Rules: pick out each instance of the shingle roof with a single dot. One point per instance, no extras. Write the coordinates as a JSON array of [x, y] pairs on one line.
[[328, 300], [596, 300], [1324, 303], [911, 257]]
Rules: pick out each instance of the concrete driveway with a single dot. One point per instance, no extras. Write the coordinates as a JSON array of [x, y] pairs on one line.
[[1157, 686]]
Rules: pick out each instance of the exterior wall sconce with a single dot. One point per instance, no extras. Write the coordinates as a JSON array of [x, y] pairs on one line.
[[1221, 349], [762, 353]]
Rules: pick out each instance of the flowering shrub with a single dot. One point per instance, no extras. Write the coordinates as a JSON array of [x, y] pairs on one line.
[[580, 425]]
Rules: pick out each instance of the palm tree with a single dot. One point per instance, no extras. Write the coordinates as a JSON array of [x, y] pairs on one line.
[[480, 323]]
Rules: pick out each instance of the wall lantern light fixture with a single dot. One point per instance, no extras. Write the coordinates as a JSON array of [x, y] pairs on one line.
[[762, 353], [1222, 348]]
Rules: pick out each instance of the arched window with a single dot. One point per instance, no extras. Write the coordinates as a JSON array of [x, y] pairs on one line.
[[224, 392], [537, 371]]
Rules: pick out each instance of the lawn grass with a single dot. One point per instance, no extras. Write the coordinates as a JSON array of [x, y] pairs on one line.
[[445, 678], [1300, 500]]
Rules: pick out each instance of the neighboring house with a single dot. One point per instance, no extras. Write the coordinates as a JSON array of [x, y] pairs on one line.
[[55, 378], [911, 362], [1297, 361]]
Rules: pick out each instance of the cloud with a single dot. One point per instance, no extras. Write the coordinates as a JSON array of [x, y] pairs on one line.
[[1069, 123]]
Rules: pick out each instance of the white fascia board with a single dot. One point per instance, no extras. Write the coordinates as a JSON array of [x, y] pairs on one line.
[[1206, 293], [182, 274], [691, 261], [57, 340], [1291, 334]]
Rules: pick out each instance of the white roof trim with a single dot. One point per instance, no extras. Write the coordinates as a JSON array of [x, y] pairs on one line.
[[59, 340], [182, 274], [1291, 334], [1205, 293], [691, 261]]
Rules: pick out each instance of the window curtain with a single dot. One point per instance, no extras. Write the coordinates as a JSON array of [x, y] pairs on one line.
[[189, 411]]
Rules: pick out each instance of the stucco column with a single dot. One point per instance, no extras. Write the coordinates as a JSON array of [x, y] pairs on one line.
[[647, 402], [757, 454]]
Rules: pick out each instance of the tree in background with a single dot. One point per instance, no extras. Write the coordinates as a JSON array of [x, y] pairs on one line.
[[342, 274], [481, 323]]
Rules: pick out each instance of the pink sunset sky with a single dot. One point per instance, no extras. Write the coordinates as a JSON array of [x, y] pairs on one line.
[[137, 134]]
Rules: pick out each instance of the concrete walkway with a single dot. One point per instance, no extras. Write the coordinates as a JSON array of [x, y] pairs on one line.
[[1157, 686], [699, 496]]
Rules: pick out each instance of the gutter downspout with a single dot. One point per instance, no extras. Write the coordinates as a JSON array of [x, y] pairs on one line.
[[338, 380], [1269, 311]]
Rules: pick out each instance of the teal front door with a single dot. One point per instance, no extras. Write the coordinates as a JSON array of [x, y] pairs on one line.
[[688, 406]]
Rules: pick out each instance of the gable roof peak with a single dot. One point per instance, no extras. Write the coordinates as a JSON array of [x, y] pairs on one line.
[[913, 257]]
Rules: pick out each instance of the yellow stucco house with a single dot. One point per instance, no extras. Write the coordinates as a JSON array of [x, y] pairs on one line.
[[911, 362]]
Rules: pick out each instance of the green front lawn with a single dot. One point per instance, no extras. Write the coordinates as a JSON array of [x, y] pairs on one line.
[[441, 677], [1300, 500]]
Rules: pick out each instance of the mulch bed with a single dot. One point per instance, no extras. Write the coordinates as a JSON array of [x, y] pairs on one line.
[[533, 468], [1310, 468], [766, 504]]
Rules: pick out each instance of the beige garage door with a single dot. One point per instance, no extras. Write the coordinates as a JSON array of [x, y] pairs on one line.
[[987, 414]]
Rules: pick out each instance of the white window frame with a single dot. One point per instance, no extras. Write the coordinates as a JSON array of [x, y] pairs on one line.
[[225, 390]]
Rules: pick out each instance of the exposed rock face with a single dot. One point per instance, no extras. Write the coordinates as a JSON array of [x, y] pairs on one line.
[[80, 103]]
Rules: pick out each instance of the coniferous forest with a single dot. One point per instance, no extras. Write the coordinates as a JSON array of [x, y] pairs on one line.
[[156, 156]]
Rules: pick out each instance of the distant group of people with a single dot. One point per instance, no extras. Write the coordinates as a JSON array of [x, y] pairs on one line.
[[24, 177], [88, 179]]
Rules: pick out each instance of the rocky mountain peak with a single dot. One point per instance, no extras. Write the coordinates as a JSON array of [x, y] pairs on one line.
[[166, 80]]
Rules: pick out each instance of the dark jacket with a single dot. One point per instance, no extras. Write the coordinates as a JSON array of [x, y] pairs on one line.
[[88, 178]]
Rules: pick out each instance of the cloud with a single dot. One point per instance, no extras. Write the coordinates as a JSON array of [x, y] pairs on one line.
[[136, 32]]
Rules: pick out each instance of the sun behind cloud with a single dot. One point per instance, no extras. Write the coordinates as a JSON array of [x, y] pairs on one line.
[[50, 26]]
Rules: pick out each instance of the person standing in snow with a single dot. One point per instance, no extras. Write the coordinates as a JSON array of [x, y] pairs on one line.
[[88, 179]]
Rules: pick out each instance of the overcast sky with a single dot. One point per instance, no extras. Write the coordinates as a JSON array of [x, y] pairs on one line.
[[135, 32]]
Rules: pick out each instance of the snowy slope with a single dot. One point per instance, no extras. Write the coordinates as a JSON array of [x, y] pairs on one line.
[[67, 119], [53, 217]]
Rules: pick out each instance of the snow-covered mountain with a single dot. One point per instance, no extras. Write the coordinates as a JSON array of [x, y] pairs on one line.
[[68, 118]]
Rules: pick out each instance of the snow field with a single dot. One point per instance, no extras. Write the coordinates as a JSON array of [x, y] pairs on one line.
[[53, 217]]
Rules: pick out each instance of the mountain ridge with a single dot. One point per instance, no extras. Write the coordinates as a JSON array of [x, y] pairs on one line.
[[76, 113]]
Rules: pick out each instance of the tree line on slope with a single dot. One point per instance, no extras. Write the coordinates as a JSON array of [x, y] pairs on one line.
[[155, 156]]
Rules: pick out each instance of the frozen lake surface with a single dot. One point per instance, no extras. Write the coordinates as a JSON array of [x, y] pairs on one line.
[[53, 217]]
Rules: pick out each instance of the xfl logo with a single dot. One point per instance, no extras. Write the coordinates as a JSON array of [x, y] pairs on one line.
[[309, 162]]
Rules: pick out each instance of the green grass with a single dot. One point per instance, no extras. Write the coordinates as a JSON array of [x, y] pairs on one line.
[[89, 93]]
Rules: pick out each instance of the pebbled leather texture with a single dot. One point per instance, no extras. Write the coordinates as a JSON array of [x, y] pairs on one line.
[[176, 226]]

= = = =

- What needs to be done -
The answer must be every record above, repeated exactly as written.

- Response for this exercise -
Rules: pick out each instance of the shingle roof with a single dot. One point per instance, no extras. Write the coordinates as a JSON array of [x, y] pairs on one line.
[[328, 300], [596, 300], [1324, 303], [911, 257]]
Rules: pick out each instance of the concrete driveway with a single dot. One point per instance, no extras. Write the coordinates as a JSON array of [x, y] pairs on one line.
[[1157, 686]]
Rules: pick out each instance of the exterior wall sconce with a single dot. One point per instance, no extras. Write the coordinates as a JSON array of [x, y] pairs on one line.
[[1221, 349], [762, 353]]
Rules: pick out each instance of the flowering shrub with a single dot. One point per instance, no extras. Write the coordinates as a JSON array of [x, y] pairs on one line.
[[580, 425]]
Rules: pick out each instance of the palm tree with a single dot. One point per instance, no extras. Write the coordinates as a JSON array of [x, y] pairs on one line.
[[480, 323]]
Rules: pick out each instance of the wall lantern light fixture with a single dot. One point per instance, no extras. Write the coordinates as a JSON array of [x, y] pairs on one line.
[[762, 353], [1222, 348]]
Rules: pick out each instance of the arched window with a single dot. One point per instance, no extras. Write the coordinates as a JSON array of [x, y] pairs on one line.
[[224, 392], [537, 371]]
Rules: pick out each instance of the lawn grass with a single dot. One point per instance, no extras. Write the coordinates as a JSON array of [x, y] pairs on one line.
[[445, 678], [1300, 500]]
Rules: pick out each instance of the neighboring house with a single dot. One point per instance, no extras. Write the coordinates as a JSON array of [x, y] pairs on one line.
[[55, 378], [911, 362], [1297, 361]]
Rules: pick out each instance of the cloud with a single dot. One point per instance, no extras. Write the coordinates as a JSON array of [x, y] pairs on one line.
[[1069, 123]]
Rules: pick out each instance of the white fascia board with a single dot. One point per instance, no extras. Write the coordinates as a JSON array of [x, y] pairs on one line.
[[1206, 293], [182, 274], [691, 261], [57, 340], [1291, 334]]
Rules: pick out each instance of the white roof trim with a single dot. One point per instance, no extras. Write the coordinates as a JSON array of [x, y] pairs on one line.
[[59, 340], [182, 274], [1291, 334], [1205, 293], [691, 261]]
Rules: pick out each instance of the window curtain with a single dot. One point per instance, no extras. Write the coordinates as a JSON array of [x, y] pairs on one line.
[[189, 411]]
Rules: pick out each instance of the stucco column with a single dot. One point per instance, no extras. Write the coordinates as a JSON array of [x, y] pairs on one line.
[[647, 402], [757, 454]]
Rules: pick out each instance of the tree in background with a single dot. One point per instance, no extras. Write the coordinates as a JSON array of [x, y] pairs on one line.
[[342, 274], [481, 323]]
Rules: pick out each instance of the pink sunset sky with a single dot. One point per instance, no extras. Write the coordinates as a JSON array of [x, y] pairs on one line.
[[137, 134]]
Rules: pick out each instance of the concrete walkway with a single dot. One point per instance, no extras. Write the coordinates as a JSON array of [x, y] pairs on one line.
[[1157, 686], [699, 496]]
Rules: pick out each instance of the gutter downspout with a single dot. One point per instance, no extras. Write the coordinates as a JSON array of [x, y] pairs on one line.
[[338, 380], [1269, 311]]
Rules: pick out each instance of the teal front door with a single dot. One point per instance, no extras. Write the coordinates as a JSON array of [x, y] pairs on one line.
[[688, 406]]
Rules: pick out each instance of the gable roof peak with a single dot. One point per instance, no extras. Write the coordinates as a JSON array of [x, y] pairs on one line.
[[913, 257]]
Rules: pick out each instance of the yellow stucco house with a single dot. One point per instance, no extras. Write the coordinates as a JSON array of [x, y] pairs on one line.
[[911, 362]]
Rules: pick out each instance of the green front lawn with a single dot. One point per instance, no extras. Write the coordinates as a JSON array of [x, y] pairs on one line.
[[441, 677], [1300, 500]]
Rules: pick out each instance of the mulch bed with a single dot. One point per instance, no extras. Write the coordinates as a JSON array of [x, y] pairs on one line.
[[533, 468], [1310, 468], [766, 504]]
Rules: pick out each instance of the beige garage door with a single dot. One point per instance, no extras. Write the coordinates as a JSON array of [x, y] pairs on one line.
[[987, 414]]
Rules: pick out each instance of the white window frame with a single dot. One point per instance, no extras. Write the coordinates as a JSON array of [x, y] pairs on one line.
[[225, 390]]
Rules: pick out each instance of the exposed rock face with a single dot. One point per instance, no extras. Write the coordinates as a JSON array of [x, y] pairs on one line.
[[80, 103]]
Rules: pick out each instance of the coniferous forest with a single dot. One point per instance, no extras. Write the coordinates as a JSON array of [x, y] pairs on one line.
[[156, 156]]
Rules: pick out each instance of the distant group of people with a single dot. One point per instance, no extras. Write the coordinates as a JSON array of [x, y] pairs on one line.
[[24, 177], [88, 179]]
Rules: pick out each instance of the rocky mountain peak with a single dot. One point per instance, no extras. Write the coordinates as a JSON array of [x, y] pairs on one line.
[[166, 80]]
Rules: pick out each instance of the dark jacket with a single dot. One point per instance, no extras. Write the coordinates as a JSON array of [x, y] pairs on one line.
[[88, 178]]
Rules: pick out each instance of the cloud with a single dot. One point per instance, no extras. Write the coordinates as a JSON array of [x, y] pairs on one line.
[[136, 32]]
Rules: pick out each instance of the sun behind cloud with a single dot. One point per instance, no extras. Write the coordinates as a JSON array of [x, y] pairs on one line.
[[50, 26]]
Rules: pick out each instance of the person standing in snow with a single dot. One point per instance, no extras. Write the coordinates as a JSON array of [x, y] pairs on one line.
[[88, 179]]
Rules: pick out each instance of the overcast sky with a single dot. One point per instance, no extras. Write the coordinates as a JSON array of [x, y] pairs on one line.
[[135, 32]]
Rules: pick out each instance of the snowy slope with a single dot. One point per instance, no extras. Write the coordinates as a JSON array of [x, y] pairs on one line.
[[67, 119], [53, 217]]
Rules: pick out each instance of the snow-covered mountain with a single dot. One point per instance, no extras. Write the coordinates as a JSON array of [x, y] pairs on one line.
[[68, 118]]
Rules: pick out each instance of the snow field with a single dot. One point per instance, no extras. Write the coordinates as a JSON array of [x, y] pairs on one line.
[[53, 217]]
Rules: pick out each instance of the mountain ridge with a single dot. One point per instance, no extras. Write the coordinates as a JSON array of [x, y] pairs on one line.
[[76, 113]]
Rules: pick out each instance of the tree line on slope with a single dot. One point per instance, no extras. Write the coordinates as a JSON array of [x, y] pairs on one line.
[[155, 156]]
Rules: pick out each instance of the frozen lake surface with a single dot. One point per instance, no extras. Write the coordinates as a JSON array of [x, y] pairs on one line.
[[53, 217]]
Rules: pick out each instance of the xfl logo with a single dot. One point per instance, no extras. Write the coordinates as a JSON array of [x, y] pairs on one line.
[[309, 162]]
Rules: pick out each instance of the green grass with a single dot. One point per instance, no extras. Write the coordinates as a JSON array of [x, y] pairs on one line.
[[89, 93]]
Rules: pick out each instance of the pebbled leather texture with a single dot. One point per instance, no extras. Write the coordinates as a JSON array of [x, y] pairs on one line.
[[176, 226]]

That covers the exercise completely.